--- Records held in a dataset ---
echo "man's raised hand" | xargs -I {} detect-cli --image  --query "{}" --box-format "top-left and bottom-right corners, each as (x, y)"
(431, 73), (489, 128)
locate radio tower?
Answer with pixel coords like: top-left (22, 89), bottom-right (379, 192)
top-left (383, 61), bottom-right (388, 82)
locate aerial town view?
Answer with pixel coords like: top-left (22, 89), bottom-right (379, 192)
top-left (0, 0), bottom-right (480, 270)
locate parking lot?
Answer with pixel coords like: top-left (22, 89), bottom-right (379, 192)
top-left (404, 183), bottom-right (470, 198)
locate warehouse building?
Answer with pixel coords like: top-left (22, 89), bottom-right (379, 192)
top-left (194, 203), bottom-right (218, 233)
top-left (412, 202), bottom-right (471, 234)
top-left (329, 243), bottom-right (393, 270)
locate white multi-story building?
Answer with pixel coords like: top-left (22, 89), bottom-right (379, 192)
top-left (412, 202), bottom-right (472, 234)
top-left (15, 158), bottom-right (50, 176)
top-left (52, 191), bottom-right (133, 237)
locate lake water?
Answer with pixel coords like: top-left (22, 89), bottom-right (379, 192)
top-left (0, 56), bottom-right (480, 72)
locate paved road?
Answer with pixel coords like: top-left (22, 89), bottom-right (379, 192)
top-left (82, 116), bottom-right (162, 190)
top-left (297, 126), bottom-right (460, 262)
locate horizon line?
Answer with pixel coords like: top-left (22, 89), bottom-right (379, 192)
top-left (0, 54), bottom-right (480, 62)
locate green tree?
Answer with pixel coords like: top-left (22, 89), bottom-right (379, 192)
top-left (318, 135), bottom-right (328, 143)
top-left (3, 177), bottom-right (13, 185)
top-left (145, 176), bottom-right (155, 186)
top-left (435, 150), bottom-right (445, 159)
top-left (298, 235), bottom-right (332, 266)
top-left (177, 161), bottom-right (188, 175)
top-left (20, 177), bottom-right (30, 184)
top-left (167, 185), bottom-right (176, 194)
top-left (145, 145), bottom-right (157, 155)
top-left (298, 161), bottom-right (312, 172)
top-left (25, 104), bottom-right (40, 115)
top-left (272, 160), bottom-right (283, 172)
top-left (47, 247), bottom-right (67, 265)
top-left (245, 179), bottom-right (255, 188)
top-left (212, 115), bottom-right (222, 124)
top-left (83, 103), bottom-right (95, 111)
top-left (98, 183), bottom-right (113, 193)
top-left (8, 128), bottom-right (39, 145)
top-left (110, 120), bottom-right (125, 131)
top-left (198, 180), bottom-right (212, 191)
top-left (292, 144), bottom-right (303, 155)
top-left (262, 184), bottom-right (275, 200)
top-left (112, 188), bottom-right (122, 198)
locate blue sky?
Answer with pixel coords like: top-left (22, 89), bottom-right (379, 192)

--- What the exercise asks ---
Rewrite the lines of the listing between the line holding "locate lake water?" and the line holding "top-left (0, 56), bottom-right (480, 72)", inclusive. Multiply every pixel coordinate in the answers by 0.3 and round to whole numbers, halves up, leaving the requests and their format samples unchanged.

--- Answer to the task ---
locate lake water?
Answer with pixel coords like: top-left (22, 89), bottom-right (379, 192)
top-left (0, 17), bottom-right (144, 22)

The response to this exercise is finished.